◆ **Prompt A**: In the pet care advice column, what does Andi Brown say there is no scientific evidence for?
◆ **Prompt B**: Go on with the pet care advice column from the point where it stops.

As a creator of “Human-Grade” products for pets, and Director of Halo, Purely for Pets® catsdogsbirds.com holistic pet care advocate Andi Brown frequently explores problems that result from a pet owner treating the symptom rather than the cause.
Your questions about holistic pet care are welcome. E-mail them to firstname.lastname@example.org
Dear Andi: My cat is finicky. He won’t eat anything but canned food I’ve bought at the grocery store. Its got by-products and salt in it, which I just learned are bad for him. How can I get him to switch to healthier food? In need of a change in Atlanta
Dear In Need: So many cats are just “Creatures of Habit” and they like what you gave them yesterday. First of all, there has never been a single case of a cat starving itself when real, wholesome food is present. He may refuse to eat a meal or two, but you must be firm.
Remember, really healthy food has no flavor enhancers like salt or sugar. Once he makes the switch though, you’ll see a better coat, happier disposition, much-improved litter-box habits, kitten-like vitality, and a healthier digestive system.
Dear Andi: I feed my cat a well-known, high quality dry food, but after our last veterinary visit, we found out how bad his teeth really are – two are going to have to be pulled. I was thinking about switching to wet food, but I’ve always heard dry food is better for the teeth. Toothless in Seattle
Dear Toothless: There is no scientific evidence that dry food is any better for teeth and gums than canned food. Diets that contain chemicals, coloring agents and fillers can be a real disaster for not only the body as a whole, but also for the teeth and gums. Highly processed canned or dry foods with additives can leave a filmy residue on the teeth that leads to plaque build up and can create havoc in the mouth.

◆ **Data**:

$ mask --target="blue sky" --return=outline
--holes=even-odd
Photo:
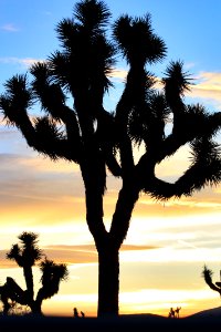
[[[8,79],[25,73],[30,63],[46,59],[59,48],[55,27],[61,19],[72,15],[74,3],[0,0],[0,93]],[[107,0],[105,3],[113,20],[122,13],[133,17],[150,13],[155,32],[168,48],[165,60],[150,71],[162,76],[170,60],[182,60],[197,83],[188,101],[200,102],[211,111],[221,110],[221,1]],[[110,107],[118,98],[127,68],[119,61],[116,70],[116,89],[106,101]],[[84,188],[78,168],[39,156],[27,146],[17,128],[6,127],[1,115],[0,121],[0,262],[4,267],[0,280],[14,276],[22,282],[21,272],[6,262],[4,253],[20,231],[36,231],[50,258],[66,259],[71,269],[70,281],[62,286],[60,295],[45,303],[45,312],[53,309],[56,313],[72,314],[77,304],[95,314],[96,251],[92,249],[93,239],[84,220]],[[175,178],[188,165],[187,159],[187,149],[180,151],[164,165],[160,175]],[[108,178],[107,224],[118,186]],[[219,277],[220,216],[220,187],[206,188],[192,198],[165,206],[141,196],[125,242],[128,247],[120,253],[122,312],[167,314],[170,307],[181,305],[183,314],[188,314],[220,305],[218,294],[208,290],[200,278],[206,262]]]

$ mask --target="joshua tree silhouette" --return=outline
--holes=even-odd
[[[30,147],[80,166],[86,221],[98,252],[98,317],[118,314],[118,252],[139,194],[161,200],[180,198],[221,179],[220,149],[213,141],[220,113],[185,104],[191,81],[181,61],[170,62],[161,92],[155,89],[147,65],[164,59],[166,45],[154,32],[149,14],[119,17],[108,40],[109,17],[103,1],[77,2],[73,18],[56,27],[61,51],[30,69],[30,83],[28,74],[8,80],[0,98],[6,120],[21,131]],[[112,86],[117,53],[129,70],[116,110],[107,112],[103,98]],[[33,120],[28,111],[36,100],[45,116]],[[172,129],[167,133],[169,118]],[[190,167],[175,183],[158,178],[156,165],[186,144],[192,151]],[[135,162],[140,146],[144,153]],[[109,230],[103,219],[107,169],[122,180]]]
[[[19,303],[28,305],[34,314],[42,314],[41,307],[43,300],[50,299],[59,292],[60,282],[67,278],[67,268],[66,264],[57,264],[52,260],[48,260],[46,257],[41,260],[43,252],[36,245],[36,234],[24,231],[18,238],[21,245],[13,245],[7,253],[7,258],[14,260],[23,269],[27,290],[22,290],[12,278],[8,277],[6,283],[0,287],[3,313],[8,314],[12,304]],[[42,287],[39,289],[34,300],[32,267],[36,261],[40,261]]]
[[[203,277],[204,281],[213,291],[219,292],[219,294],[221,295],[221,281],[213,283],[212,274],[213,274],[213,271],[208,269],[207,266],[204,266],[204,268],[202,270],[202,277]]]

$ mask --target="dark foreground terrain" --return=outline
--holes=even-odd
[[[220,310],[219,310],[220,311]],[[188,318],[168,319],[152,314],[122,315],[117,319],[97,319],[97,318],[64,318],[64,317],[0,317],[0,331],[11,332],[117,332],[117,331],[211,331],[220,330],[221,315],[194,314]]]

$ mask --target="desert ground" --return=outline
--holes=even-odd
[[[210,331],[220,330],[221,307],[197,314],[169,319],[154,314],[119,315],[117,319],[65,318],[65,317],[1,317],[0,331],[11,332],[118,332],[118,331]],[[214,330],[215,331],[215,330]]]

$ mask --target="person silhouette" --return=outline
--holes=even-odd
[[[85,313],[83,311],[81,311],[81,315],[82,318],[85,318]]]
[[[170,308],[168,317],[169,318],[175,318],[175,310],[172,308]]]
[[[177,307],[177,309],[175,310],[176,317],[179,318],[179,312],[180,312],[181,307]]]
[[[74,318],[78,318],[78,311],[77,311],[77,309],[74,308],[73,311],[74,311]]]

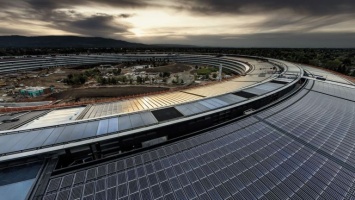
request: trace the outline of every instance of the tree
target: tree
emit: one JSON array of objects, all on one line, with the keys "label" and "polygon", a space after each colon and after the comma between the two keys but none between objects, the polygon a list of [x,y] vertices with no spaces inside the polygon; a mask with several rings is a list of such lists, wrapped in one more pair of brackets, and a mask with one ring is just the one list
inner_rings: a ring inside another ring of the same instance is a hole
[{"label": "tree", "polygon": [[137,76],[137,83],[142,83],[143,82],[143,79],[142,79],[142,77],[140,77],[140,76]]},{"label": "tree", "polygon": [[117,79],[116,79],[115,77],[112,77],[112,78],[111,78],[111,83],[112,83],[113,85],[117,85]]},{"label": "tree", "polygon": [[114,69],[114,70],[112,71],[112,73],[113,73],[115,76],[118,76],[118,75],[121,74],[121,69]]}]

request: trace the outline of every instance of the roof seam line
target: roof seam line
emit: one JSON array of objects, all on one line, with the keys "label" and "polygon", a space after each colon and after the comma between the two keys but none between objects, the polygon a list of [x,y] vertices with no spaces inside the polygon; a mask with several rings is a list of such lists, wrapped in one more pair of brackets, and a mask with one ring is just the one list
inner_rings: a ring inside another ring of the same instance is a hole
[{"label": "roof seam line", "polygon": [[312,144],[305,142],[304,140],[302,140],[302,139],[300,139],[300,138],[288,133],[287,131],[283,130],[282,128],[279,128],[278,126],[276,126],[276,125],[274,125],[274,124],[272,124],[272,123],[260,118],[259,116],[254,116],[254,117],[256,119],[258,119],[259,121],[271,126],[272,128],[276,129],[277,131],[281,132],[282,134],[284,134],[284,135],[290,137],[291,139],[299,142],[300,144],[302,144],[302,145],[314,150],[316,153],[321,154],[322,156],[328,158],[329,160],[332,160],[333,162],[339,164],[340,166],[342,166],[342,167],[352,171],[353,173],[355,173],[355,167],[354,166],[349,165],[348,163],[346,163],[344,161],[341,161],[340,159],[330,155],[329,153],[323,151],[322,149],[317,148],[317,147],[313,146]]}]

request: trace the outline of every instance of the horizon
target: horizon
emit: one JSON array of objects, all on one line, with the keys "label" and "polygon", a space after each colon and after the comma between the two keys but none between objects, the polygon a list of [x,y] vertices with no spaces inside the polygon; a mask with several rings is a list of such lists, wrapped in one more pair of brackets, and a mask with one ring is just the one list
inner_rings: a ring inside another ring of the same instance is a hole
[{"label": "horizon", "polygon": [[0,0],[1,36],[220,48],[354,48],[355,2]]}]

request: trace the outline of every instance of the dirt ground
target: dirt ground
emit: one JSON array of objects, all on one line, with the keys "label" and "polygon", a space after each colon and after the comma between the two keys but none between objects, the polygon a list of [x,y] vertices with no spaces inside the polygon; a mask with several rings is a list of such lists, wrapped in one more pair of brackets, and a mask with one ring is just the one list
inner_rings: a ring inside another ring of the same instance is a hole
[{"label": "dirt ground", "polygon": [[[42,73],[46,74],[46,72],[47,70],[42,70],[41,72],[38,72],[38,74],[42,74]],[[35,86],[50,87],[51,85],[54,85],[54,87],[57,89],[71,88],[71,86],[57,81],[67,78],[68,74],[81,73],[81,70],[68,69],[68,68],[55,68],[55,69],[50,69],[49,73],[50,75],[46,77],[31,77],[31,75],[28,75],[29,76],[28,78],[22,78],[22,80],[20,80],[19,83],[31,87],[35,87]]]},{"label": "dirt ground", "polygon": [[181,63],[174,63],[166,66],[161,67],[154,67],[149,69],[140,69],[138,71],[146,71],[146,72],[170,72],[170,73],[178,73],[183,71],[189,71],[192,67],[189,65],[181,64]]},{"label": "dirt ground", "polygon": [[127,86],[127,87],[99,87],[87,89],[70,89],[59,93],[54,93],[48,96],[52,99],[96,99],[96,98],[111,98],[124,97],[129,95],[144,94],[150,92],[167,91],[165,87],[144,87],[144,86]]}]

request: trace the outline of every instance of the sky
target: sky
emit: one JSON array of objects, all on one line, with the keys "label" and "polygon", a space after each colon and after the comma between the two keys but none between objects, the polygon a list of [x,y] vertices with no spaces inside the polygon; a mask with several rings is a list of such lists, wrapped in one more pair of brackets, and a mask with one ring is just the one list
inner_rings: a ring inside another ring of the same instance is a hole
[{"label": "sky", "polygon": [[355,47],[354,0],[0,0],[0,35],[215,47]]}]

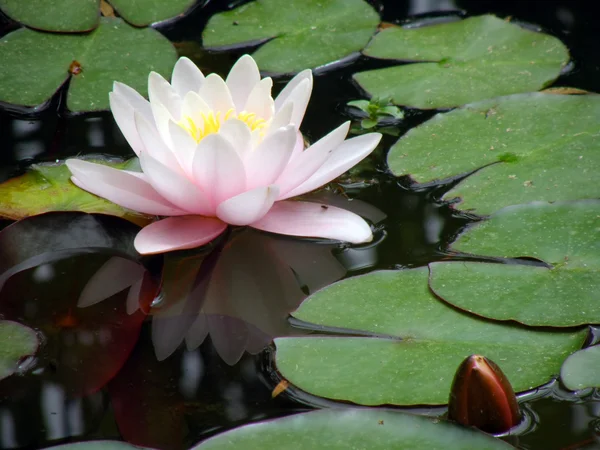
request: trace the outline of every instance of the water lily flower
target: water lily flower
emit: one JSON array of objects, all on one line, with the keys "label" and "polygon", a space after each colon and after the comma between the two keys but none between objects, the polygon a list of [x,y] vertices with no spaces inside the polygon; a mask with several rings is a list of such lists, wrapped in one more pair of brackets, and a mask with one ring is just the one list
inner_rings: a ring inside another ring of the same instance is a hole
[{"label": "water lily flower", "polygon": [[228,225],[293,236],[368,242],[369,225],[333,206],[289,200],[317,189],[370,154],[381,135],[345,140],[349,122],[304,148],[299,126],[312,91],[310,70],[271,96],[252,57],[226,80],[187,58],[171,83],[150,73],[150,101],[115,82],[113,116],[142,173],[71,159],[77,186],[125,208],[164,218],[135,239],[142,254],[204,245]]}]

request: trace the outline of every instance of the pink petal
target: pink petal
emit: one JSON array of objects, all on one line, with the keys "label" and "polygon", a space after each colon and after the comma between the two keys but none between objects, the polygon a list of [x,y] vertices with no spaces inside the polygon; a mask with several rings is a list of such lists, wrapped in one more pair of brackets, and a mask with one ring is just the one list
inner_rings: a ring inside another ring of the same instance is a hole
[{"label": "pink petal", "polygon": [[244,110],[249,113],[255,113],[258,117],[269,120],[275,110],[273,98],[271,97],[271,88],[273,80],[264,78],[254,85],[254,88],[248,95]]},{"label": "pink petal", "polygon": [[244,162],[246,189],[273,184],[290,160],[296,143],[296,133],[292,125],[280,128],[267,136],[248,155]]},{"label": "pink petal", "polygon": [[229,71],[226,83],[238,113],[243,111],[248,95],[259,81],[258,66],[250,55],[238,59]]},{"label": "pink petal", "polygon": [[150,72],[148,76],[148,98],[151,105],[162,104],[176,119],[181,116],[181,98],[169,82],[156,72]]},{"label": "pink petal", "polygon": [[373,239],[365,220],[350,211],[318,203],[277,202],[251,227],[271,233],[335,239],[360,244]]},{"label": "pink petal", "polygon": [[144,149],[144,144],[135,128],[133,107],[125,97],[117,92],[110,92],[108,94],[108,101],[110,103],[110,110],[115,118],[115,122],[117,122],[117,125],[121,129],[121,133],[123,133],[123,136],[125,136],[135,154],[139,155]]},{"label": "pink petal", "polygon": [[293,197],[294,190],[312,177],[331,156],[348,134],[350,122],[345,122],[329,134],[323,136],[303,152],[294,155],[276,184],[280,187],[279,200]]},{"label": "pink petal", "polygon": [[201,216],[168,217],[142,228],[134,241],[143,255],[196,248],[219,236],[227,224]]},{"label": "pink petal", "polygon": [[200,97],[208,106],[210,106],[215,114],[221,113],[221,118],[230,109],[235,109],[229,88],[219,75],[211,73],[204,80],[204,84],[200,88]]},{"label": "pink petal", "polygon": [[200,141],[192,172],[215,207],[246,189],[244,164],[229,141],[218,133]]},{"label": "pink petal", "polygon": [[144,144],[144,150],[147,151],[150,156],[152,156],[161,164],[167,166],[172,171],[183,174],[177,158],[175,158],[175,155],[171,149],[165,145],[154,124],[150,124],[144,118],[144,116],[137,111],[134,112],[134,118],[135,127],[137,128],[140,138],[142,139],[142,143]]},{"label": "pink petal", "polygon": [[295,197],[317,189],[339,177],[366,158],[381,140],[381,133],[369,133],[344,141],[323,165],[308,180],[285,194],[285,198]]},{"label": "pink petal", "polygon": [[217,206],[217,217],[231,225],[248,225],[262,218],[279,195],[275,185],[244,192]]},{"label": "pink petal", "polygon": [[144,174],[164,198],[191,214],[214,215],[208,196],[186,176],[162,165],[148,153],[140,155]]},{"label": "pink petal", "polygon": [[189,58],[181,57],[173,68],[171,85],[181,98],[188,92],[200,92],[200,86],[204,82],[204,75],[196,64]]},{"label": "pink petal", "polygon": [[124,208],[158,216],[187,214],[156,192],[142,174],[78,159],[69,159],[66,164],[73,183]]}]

◆ **Written response A**: That dry food is any better for teeth and gums than canned food.

◆ **Written response B**:
You not only need to read the labels; but also you need to know how to decipher them. Real, wholesome, natural foods strengthen every organ, promote health and support teeth and gum health.
You can check my web site (www.halopets.com) for a list of ingredients to watch out for or pick up a copy of Ann N. Martin’s book Food Pets Die For.
Dear Andi: Is catnip okay? I buy Charlie, my black-and-white cat, catnip toys, but lately when I bring a new one home, he gets very aggressive, even growls! Sometimes he eats it. Confused in Kalamazoo
Dear Confused, First, make sure the catnip is organic. Then offer a small amount. Some cats will eat it while others will roll around it – let Charlie choose. In moderation, it’s a perfectly safe treat.
Cat toys are a whole other issue. Unless you can be sure of the quality of the catnip inside, you’re better off buying organic or growing your own.